PROBLEM STATEMENT: Return each line of the data below that contains the word "dark", copied unchanged.
* BEGIN RECORDS *
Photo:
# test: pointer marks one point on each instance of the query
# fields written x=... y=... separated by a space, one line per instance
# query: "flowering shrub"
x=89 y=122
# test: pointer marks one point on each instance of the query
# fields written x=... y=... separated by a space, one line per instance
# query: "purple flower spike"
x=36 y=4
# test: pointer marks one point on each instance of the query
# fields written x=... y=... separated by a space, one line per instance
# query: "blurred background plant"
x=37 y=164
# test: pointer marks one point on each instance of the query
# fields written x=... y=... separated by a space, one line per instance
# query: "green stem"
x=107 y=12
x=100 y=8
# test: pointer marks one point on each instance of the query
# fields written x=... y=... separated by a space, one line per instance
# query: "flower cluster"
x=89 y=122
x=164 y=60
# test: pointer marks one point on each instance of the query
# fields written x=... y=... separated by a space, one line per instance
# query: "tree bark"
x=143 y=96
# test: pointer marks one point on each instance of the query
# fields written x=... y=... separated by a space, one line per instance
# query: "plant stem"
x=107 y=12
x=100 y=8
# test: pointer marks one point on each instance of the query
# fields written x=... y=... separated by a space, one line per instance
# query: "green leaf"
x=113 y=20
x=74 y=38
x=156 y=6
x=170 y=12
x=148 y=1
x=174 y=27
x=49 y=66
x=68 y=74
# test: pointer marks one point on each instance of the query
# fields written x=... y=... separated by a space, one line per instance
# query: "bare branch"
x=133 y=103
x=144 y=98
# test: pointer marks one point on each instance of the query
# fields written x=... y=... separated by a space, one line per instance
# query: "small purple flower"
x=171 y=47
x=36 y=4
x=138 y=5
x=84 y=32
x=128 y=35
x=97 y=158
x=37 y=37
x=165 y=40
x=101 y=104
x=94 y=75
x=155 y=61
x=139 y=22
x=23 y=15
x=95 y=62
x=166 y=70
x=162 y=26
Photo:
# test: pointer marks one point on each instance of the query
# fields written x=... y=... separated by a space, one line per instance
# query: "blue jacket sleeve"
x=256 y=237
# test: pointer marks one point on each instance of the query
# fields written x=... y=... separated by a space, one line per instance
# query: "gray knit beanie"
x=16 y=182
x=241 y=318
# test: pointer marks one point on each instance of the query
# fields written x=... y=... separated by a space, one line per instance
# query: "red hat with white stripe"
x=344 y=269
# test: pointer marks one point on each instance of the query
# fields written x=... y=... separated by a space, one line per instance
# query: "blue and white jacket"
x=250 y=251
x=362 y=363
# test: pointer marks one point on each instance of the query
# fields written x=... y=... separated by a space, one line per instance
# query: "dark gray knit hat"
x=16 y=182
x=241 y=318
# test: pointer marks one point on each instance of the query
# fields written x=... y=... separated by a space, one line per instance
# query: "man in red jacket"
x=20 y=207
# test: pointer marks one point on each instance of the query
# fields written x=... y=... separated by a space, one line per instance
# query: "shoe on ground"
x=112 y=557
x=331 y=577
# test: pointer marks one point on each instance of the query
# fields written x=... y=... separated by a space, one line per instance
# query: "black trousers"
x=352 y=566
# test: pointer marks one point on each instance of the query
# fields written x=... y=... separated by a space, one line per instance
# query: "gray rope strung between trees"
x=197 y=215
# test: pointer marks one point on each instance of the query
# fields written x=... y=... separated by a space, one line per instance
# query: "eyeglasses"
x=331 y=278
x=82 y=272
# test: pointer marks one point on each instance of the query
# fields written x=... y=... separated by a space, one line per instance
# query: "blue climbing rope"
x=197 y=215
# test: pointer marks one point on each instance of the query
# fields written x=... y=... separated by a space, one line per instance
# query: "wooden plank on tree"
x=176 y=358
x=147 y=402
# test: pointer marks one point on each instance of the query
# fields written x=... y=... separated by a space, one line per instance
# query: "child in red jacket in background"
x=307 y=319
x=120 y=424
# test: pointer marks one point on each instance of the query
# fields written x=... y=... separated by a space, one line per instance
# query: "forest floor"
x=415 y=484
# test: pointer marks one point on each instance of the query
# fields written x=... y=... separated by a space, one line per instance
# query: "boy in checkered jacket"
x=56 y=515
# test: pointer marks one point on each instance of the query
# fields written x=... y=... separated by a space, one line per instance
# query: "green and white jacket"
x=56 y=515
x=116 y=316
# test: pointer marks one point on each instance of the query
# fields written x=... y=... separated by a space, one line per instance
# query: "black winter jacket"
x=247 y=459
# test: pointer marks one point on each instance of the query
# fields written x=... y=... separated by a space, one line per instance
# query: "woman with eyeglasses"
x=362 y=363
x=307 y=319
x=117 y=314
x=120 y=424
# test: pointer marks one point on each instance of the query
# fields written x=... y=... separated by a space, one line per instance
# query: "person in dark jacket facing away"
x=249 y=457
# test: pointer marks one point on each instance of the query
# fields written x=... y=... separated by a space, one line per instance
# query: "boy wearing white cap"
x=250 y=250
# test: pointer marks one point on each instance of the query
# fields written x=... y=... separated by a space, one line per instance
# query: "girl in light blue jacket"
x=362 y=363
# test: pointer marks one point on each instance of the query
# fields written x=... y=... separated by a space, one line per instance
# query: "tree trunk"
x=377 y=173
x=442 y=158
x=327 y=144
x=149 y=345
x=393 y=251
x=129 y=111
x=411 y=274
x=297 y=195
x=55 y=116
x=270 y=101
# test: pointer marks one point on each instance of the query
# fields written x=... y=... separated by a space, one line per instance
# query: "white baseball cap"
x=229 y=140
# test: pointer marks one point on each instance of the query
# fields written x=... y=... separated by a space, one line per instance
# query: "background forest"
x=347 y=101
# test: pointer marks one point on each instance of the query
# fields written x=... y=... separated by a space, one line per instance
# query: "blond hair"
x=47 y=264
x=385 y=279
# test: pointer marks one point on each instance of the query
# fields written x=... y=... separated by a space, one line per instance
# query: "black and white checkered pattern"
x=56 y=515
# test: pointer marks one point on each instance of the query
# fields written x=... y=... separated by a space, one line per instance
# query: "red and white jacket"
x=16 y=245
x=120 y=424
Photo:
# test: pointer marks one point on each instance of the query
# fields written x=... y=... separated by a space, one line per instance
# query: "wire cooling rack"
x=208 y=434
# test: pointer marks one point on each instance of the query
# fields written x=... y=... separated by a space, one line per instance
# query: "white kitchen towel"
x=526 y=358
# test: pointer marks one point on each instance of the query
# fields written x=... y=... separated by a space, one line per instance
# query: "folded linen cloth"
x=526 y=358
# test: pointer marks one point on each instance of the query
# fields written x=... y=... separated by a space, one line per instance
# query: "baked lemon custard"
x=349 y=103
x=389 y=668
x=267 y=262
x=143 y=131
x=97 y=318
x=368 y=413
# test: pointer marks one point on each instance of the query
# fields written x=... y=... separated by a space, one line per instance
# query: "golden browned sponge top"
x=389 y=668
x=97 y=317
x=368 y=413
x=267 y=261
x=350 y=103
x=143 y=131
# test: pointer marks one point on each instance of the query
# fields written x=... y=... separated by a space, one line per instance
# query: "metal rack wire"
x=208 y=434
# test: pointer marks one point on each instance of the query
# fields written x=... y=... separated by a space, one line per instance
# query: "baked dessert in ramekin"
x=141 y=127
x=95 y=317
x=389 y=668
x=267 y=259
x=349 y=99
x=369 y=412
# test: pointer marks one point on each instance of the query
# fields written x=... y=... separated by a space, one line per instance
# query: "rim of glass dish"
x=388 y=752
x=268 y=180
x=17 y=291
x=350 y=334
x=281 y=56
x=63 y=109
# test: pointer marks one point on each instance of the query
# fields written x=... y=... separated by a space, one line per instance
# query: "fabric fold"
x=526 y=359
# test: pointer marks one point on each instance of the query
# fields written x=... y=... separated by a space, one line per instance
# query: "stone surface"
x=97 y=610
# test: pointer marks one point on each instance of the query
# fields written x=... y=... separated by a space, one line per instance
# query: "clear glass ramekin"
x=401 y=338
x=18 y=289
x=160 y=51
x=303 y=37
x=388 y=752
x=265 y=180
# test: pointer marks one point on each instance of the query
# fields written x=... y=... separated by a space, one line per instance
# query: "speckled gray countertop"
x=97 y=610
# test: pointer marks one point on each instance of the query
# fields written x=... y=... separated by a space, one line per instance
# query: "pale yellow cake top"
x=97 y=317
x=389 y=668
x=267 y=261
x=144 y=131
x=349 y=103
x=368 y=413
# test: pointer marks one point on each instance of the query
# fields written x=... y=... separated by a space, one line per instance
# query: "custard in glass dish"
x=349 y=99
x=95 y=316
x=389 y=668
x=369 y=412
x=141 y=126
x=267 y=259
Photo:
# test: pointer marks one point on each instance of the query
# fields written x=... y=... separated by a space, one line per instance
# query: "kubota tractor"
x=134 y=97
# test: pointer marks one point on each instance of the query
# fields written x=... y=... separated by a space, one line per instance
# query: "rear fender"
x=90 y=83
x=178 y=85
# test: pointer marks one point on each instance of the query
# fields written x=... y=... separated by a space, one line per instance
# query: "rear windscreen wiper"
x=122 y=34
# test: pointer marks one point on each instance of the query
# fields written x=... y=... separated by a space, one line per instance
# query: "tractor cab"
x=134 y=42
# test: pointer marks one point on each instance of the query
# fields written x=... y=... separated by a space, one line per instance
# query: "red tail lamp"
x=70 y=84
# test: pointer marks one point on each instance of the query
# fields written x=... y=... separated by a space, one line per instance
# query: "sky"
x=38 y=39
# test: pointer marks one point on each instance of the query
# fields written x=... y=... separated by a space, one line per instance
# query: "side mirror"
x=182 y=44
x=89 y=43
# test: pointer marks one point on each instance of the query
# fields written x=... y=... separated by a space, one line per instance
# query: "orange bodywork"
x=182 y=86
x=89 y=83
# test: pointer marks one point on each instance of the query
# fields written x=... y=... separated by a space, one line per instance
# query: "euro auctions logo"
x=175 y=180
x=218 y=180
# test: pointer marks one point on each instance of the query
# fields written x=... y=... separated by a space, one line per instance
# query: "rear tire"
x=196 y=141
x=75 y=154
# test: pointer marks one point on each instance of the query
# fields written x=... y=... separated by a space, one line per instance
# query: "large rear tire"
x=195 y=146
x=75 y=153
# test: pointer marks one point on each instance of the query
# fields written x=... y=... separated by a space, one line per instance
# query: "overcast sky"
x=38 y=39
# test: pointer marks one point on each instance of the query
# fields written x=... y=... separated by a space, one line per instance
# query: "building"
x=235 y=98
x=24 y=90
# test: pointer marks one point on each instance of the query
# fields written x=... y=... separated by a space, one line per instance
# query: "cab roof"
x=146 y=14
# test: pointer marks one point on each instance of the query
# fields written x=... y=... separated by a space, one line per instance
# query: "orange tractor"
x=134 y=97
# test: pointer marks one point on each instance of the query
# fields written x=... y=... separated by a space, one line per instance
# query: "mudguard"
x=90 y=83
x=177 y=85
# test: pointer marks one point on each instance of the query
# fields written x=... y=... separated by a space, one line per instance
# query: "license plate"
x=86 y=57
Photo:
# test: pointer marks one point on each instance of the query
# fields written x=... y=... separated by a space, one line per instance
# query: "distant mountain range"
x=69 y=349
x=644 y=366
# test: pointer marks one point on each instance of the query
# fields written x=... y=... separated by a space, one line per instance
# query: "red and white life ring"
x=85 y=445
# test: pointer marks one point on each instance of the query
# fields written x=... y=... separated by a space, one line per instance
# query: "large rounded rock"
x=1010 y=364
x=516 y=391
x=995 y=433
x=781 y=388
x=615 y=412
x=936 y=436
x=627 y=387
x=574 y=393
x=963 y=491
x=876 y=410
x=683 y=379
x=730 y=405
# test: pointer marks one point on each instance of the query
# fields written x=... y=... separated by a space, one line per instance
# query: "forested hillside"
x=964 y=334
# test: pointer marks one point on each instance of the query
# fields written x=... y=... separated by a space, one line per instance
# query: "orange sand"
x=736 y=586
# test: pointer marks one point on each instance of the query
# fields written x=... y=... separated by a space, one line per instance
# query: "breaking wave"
* END RECORDS *
RESPONSE TO THE EXERCISE:
# query: "dark gray knit hat"
# query: "person in dark jacket facing away"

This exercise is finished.